● Your assignment: Write out the entries once more, exactly as they appear.

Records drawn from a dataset
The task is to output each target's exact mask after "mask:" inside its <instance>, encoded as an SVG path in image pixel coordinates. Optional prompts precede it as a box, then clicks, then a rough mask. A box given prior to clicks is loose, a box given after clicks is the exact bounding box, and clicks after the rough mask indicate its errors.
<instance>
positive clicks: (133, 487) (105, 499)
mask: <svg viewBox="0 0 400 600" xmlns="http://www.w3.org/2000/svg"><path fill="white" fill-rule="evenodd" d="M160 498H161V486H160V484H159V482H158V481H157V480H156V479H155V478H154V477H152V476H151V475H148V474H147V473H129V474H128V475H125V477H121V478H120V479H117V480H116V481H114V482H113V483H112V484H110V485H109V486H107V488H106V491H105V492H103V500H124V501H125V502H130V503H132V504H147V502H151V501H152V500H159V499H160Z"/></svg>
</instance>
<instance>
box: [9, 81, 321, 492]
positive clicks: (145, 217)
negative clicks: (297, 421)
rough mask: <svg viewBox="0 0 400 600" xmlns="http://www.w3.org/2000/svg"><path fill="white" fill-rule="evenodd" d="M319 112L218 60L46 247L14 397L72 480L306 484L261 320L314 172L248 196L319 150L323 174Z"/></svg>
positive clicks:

● Output of the exercise:
The task is to output each target's exact mask after "mask:" inside its <instance>, encoded as an SVG path in image pixel coordinates. Optional prompts precede it as a box, then clicks, then a rough mask. A box given prior to clicks is loose, a box given after clicks is the exact bounding box, and clicks after the rough mask indicate its errors.
<instance>
positive clicks: (133, 487) (105, 499)
mask: <svg viewBox="0 0 400 600" xmlns="http://www.w3.org/2000/svg"><path fill="white" fill-rule="evenodd" d="M160 498H161V486H160V484H159V482H158V481H157V480H156V479H155V478H154V477H152V476H151V475H148V474H147V473H129V474H128V475H125V477H121V478H120V479H117V480H116V481H114V482H113V483H112V484H110V485H109V486H107V488H106V491H105V492H103V500H124V501H125V502H130V503H132V504H147V502H151V501H152V500H159V499H160Z"/></svg>
</instance>
<instance>
box: [9, 81, 321, 492]
positive clicks: (145, 217)
negative clicks: (297, 421)
rough mask: <svg viewBox="0 0 400 600" xmlns="http://www.w3.org/2000/svg"><path fill="white" fill-rule="evenodd" d="M319 112L218 60L46 247L14 397L72 480L306 484L261 320L314 172L248 196L319 150L323 174Z"/></svg>
positive clicks:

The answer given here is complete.